Migrating from MySQL to PostgreSQL

Migrating from MySQL to PostgreSQL is a significant undertaking that requires careful planning and execution. This comprehensive guide will walk you through the entire migration process, from initial preparation to final deployment, ensuring a smooth transition between these database systems.

Contents

Understanding the Migration Journey

Before diving into the technical details, it’s important to understand that migrating between database systems is more than just moving data. It involves transforming data types, adjusting SQL syntax, and often rethinking certain database design decisions. Think of it as translating between two languages that share some common words but have different grammar rules and idioms.

Preparation Phase

Assessment and Planning

The first step in any successful migration is a thorough assessment of your current MySQL database. This helps identify potential challenges and create a detailed migration strategy. Let’s create a simple shell script to gather information about your MySQL database:

#!/bin/bash

# Save MySQL database structure
mysqldump -u your_user -p --no-data your_database > schema.sql

# Get table sizes and row counts
mysql -u your_user -p -e "
    SELECT 
        table_name,
        table_rows,
        data_length/1024/1024 as data_size_mb,
        index_length/1024/1024 as index_size_mb
    FROM information_schema.tables 
    WHERE table_schema = 'your_database'
    ORDER BY data_length DESC;" > database_stats.txt

# List all triggers, views, and stored procedures
mysql -u your_user -p -e "

DATASET:
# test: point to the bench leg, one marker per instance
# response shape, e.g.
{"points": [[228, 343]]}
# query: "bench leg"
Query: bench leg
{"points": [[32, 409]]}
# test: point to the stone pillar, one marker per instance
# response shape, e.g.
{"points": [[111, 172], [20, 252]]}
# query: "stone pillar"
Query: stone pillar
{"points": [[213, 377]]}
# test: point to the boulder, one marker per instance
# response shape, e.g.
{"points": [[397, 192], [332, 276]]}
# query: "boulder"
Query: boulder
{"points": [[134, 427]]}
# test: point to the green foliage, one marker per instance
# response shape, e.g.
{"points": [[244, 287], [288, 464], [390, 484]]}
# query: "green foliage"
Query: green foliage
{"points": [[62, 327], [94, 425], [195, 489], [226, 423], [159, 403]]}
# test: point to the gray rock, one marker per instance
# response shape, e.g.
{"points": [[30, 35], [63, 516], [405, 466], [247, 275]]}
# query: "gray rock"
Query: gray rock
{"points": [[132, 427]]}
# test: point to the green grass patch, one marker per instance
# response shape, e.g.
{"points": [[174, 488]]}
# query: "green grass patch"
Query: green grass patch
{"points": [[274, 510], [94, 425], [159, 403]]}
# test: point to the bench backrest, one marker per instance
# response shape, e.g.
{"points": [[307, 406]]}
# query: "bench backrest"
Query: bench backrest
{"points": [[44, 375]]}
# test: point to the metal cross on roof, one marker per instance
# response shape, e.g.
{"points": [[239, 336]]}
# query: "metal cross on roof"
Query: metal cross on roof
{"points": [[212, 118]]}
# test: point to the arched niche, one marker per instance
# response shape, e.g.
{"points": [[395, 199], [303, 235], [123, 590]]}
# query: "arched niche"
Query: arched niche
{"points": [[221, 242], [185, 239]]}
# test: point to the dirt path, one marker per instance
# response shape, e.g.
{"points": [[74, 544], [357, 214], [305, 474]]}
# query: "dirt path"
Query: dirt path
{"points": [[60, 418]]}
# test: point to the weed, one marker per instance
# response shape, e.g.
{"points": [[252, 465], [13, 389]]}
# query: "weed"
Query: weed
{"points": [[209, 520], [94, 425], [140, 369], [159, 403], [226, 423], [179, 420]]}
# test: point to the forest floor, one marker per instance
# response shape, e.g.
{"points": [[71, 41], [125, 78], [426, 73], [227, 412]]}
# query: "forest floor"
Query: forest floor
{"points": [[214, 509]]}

EXERCISES TO COMPLETE:
• 1. Quote the migration guide, everything from "Before diving into" down to "rules and idioms.".
• 2. According to the migration guide, what is the first step in any successful migration?
• 3. Pick up the migration guide where it ends and keep writing it.
The entries aren't needed for anything here.

RESPONSES BY TASK:
• 1.
Before diving into the technical details, it’s important to understand that migrating between database systems is more than just moving data. It involves transforming data types, adjusting SQL syntax, and often rethinking certain database design decisions. Think of it as translating between two languages that share some common words but have different grammar rules and idioms.

• 2. A thorough assessment of your current MySQL database.

• 3.
    SELECT TRIGGER_NAME, EVENT_MANIPULATION, EVENT_OBJECT_TABLE
    FROM information_schema.TRIGGERS 
    WHERE TRIGGER_SCHEMA = 'your_database';" > triggers.txt

mysql -u your_user -p -e "
    SHOW FULL TABLES 
    WHERE TABLE_TYPE LIKE 'VIEW';" > views.txt

mysql -u your_user -p -e "
    SHOW PROCEDURE STATUS 
    WHERE Db = 'your_database';" > procedures.txt

Setting Up the PostgreSQL Environment

Before beginning the migration, ensure PostgreSQL is properly configured. Here’s a basic postgresql.conf configuration that works well for most migrations:

# Memory Configuration
shared_buffers = 2GB                  # 25% of available RAM
work_mem = 32MB                       # Helps with complex sorts
maintenance_work_mem = 256MB          # Helps with index creation

# Write Ahead Log
wal_level = replica                   # Enables WAL archiving
max_wal_size = 1GB                    # Maximum WAL size before checkpoint
min_wal_size = 80MB                   # Minimum WAL size

# Query Planner
random_page_cost = 1.1                # Assumes SSD storage
effective_cache_size = 6GB            # 75% of available RAM

# Parallel Query
max_parallel_workers_per_gather = 4    # Depends on CPU cores
max_parallel_workers = 8               # Maximum parallel workers

Data Type Mapping

One of the most crucial aspects of migration is mapping MySQL data types to their PostgreSQL equivalents. Here’s a comprehensive mapping tool you can use:

def get_postgresql_type(mysql_type, column_name, is_primary_key=False):
    """
    Maps MySQL data types to PostgreSQL equivalents.
    """
    # Remove size specifications from integer types
    mysql_type = re.sub(r'int\(\d+\)', 'int', mysql_type.lower())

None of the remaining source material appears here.